> **Prompt 1**
Return each line of the records that contains the string "deny".

> **Selected passage**
I don't think there are any blocks against doing (1).

Unfortunately for (2), Twitter has a blanket robots.txt prohibition in place
for domain t.co. Perhaps IA could be convinced to ignore that robots.txt in
the public interest.

Alternatively, perhaps another site could be set up that itself accepts t.co
link-paths, in the background queries t.co, and returns both an HTML page and
working redirect that _isn 't_ robots.txt-blocked. LinkArchiver (and any other
similar sites) could as a convention archive responses of this other site
whenever they'd like to archive t.co.

------
jcahill
> It also required that I figure out how to “daemonize” the script[.] I found
> this aspect surprisingly difficult; it seems like a really basic need, but
> the documentation for how to do this was not especially easy to find. I host
> my bots on a Digital Ocean box running Ubuntu, so this script is running as
> a systemd service.

Agreed on the relative dearth of well-gisted tutorial content re: routine
sysadmin tasks.

Outlets that pump out tons of marginally-differentiable content on <today's
unnecessary stack element that'll have you terraforming the noosphere 333%
more, free> tend to prevail by sheer numbers.

> **Prompt 2**
According to the forum thread, what does Twitter have in place for the domain t.co?

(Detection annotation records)
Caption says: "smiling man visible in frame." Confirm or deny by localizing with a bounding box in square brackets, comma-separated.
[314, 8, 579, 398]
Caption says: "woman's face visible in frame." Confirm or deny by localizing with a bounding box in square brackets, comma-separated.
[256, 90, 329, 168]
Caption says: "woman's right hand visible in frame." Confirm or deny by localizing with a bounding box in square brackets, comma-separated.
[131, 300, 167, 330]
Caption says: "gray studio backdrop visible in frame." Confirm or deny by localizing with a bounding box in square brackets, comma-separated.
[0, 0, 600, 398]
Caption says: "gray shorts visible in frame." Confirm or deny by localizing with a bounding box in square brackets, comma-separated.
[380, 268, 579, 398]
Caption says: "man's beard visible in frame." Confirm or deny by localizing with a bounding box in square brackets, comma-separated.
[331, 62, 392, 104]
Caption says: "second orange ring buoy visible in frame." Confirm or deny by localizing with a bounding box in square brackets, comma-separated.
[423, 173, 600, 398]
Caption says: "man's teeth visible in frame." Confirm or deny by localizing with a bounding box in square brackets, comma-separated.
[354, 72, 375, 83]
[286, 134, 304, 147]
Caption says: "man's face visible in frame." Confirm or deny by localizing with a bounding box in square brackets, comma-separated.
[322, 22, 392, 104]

> **Task result 1**
Caption says: "smiling man visible in frame." Confirm or deny by localizing with a bounding box in square brackets, comma-separated.
Caption says: "woman's face visible in frame." Confirm or deny by localizing with a bounding box in square brackets, comma-separated.
Caption says: "woman's right hand visible in frame." Confirm or deny by localizing with a bounding box in square brackets, comma-separated.
Caption says: "gray studio backdrop visible in frame." Confirm or deny by localizing with a bounding box in square brackets, comma-separated.
Caption says: "gray shorts visible in frame." Confirm or deny by localizing with a bounding box in square brackets, comma-separated.
Caption says: "man's beard visible in frame." Confirm or deny by localizing with a bounding box in square brackets, comma-separated.
Caption says: "second orange ring buoy visible in frame." Confirm or deny by localizing with a bounding box in square brackets, comma-separated.
Caption says: "man's teeth visible in frame." Confirm or deny by localizing with a bounding box in square brackets, comma-separated.
Caption says: "man's face visible in frame." Confirm or deny by localizing with a bounding box in square brackets, comma-separated.

> **Task result 2**
A blanket robots.txt prohibition.